● Stated task
Working from the entries that follow, transcribe exactly and only the lines from the one with "below with one point, one line per instance." through the last, pictures excluded.

Stored records:

## Start

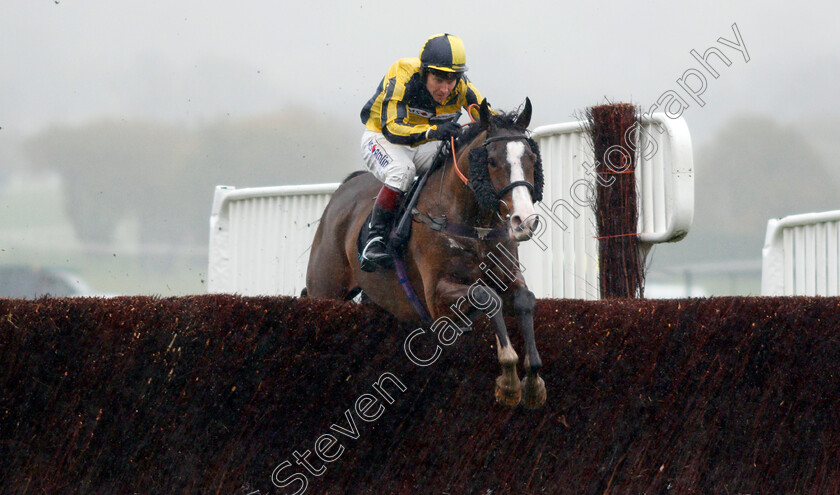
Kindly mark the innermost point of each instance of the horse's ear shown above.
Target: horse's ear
(484, 113)
(524, 118)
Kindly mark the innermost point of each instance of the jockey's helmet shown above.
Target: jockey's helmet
(444, 53)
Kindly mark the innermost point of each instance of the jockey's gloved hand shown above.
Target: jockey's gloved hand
(443, 131)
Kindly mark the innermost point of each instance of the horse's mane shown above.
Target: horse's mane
(478, 173)
(502, 120)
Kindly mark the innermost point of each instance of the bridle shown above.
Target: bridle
(501, 194)
(507, 188)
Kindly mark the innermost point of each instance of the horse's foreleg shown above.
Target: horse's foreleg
(483, 299)
(533, 386)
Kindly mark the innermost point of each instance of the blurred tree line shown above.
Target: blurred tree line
(163, 175)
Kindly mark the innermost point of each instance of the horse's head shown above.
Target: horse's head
(505, 170)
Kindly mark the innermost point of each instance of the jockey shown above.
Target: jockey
(400, 134)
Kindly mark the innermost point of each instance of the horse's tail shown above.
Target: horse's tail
(354, 174)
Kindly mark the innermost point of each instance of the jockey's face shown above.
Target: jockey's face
(439, 87)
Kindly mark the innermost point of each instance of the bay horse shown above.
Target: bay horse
(465, 231)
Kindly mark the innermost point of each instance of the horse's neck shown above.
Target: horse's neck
(456, 199)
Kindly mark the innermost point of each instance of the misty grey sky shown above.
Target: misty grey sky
(197, 61)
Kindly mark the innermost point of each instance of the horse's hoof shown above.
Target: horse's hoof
(533, 390)
(508, 391)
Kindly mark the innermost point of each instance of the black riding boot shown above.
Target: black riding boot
(375, 253)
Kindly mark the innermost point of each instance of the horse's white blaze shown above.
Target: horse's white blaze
(522, 218)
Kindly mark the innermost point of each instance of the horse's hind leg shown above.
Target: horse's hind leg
(533, 386)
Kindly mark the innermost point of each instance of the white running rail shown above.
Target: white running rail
(801, 255)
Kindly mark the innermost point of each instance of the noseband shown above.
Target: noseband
(479, 181)
(501, 194)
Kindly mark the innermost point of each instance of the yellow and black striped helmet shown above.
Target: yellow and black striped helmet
(444, 52)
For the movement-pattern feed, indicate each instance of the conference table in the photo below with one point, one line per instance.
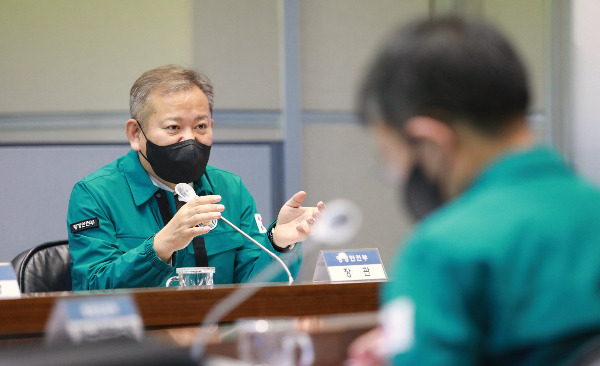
(332, 313)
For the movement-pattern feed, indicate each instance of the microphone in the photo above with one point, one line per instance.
(339, 223)
(187, 194)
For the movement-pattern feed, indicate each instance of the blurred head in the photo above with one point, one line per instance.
(438, 90)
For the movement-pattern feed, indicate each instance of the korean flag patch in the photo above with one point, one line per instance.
(261, 228)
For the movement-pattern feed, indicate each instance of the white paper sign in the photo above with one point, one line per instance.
(9, 288)
(94, 318)
(349, 266)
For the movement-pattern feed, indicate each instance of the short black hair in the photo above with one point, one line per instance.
(452, 69)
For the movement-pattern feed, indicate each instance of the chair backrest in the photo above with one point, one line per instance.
(44, 268)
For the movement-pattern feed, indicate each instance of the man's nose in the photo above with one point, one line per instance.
(187, 134)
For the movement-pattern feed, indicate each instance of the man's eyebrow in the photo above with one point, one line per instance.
(179, 119)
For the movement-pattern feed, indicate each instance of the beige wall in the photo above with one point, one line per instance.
(237, 45)
(338, 38)
(74, 55)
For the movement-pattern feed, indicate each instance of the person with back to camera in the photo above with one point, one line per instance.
(121, 231)
(503, 268)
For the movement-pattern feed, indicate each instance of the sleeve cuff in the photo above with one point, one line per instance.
(153, 257)
(275, 246)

## End

● Answer for this exercise
For the movement-pattern feed, indicate each instance of the conference table in the photo below with one point, one line per instance.
(332, 313)
For the movement-pattern feed, indicate each instance of the microphone in the photo above with one point, one line per instance.
(339, 223)
(187, 194)
For the movement-pattern feed, indicate each instance of the blurred head in the photo above with one point, one line per instance.
(438, 90)
For the movement-pattern feed, indicate each instance of the korean flag patch in the photo above with one point, one line per instance.
(261, 228)
For the movement-pattern feed, indicate each instance of the white paper sign in the photo above with one point, one line per instance.
(9, 288)
(94, 318)
(349, 266)
For the movement-pattern feed, indicate each instance of the short black hair in the photo above with one point, one line per instance.
(452, 69)
For the movement-pattern feed, indicate each instance of the chair backrest in the photo above with one point, one line per instance.
(44, 268)
For the movement-pattern feed, indicate each instance of the man's nose in the photo above with one point, one line per instance.
(187, 134)
For the movement-pattern feed, indicate each instance of the man's eyebrow in the photo above with one point, one line per instance.
(179, 119)
For the movement-pattern feed, indicate each instance of the beige wall in the photo above with one point, one line per instance.
(237, 45)
(338, 38)
(74, 55)
For the movement-pattern feed, indicate each instance of the person with back to camera in the photo above with one point, one line per instance.
(121, 231)
(503, 268)
For the movement-pattern feed, indicate each instance of the sleeve cuff in the photo above with one point, one line per instance.
(153, 257)
(275, 246)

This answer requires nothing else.